> [WHAT THE TASK ASKS]:
Switch "stamen" to "anther" in everything from the start of the records down through the line containing "point(185, 316)", changing nothing else, and give back only those lines.

> [TASK DATA]:
----------------------------------------

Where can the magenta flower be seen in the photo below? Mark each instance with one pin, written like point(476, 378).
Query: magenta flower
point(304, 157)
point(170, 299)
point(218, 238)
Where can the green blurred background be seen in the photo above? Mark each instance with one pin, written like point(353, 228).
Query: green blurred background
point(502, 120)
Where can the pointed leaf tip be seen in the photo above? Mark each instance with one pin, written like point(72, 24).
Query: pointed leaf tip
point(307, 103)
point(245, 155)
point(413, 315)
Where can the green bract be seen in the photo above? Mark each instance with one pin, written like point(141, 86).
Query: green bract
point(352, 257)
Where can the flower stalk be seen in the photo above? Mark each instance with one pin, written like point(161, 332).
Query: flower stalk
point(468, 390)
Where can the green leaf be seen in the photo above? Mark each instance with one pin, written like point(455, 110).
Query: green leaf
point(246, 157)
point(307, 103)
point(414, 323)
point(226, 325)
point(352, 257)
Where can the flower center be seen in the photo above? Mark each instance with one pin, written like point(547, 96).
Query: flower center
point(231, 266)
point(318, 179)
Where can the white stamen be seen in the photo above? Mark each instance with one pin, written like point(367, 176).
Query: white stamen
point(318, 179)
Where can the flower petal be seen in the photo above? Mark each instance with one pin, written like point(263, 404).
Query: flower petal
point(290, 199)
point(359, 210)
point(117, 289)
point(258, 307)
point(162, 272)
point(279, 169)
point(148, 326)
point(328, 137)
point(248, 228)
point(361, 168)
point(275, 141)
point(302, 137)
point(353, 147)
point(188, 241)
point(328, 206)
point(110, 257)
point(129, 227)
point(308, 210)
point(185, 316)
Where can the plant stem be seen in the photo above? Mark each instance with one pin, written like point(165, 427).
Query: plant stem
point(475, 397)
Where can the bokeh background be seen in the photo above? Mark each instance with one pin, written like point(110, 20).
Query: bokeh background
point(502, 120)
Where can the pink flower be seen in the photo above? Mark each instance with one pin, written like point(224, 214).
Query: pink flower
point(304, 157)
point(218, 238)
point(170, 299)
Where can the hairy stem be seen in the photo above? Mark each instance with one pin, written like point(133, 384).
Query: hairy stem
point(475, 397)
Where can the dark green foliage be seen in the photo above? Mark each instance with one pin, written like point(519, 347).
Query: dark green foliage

----------------------------------------

> [RESPONSE FOR THIS EXERCISE]:
Where can the magenta flower be seen in the photo below? Mark each instance with one pin, written like point(476, 378).
Query: magenta flower
point(304, 157)
point(170, 299)
point(218, 238)
Where can the green blurred background be seen in the photo above? Mark each instance with one pin, written like point(353, 228).
Query: green blurred background
point(502, 120)
Where can the pointed leaf tip be seen in the photo above? Mark each instance with one pin, written like point(72, 24).
Query: pointed leaf tip
point(307, 103)
point(245, 155)
point(413, 315)
Where can the green bract be seen in the photo above? Mark each instance with one pin, written like point(141, 86).
Query: green bract
point(352, 257)
Where can the flower stalk be seen in the photo above? Mark each instance with one pin, written like point(161, 332).
Query: flower stalk
point(468, 390)
Where can the green leaf be seen in the photo above? Mark each instance with one pin, written like point(455, 110).
Query: green leaf
point(246, 157)
point(307, 103)
point(414, 323)
point(226, 325)
point(352, 257)
Where can the flower center be seen in the photo above? Mark each instance with one pin, written like point(547, 96).
Query: flower center
point(231, 266)
point(318, 179)
Where can the white anther be seen in the photo above? Mark each instance with one pin, written like point(367, 176).
Query: white anther
point(318, 179)
Where can the flower petal be seen in the photo above? Mark each instance with one pin, written like point(263, 404).
Query: flower petal
point(290, 199)
point(359, 210)
point(117, 289)
point(258, 307)
point(162, 272)
point(279, 169)
point(148, 326)
point(328, 137)
point(248, 228)
point(361, 168)
point(275, 141)
point(302, 137)
point(353, 147)
point(188, 241)
point(328, 206)
point(110, 257)
point(129, 227)
point(308, 210)
point(185, 316)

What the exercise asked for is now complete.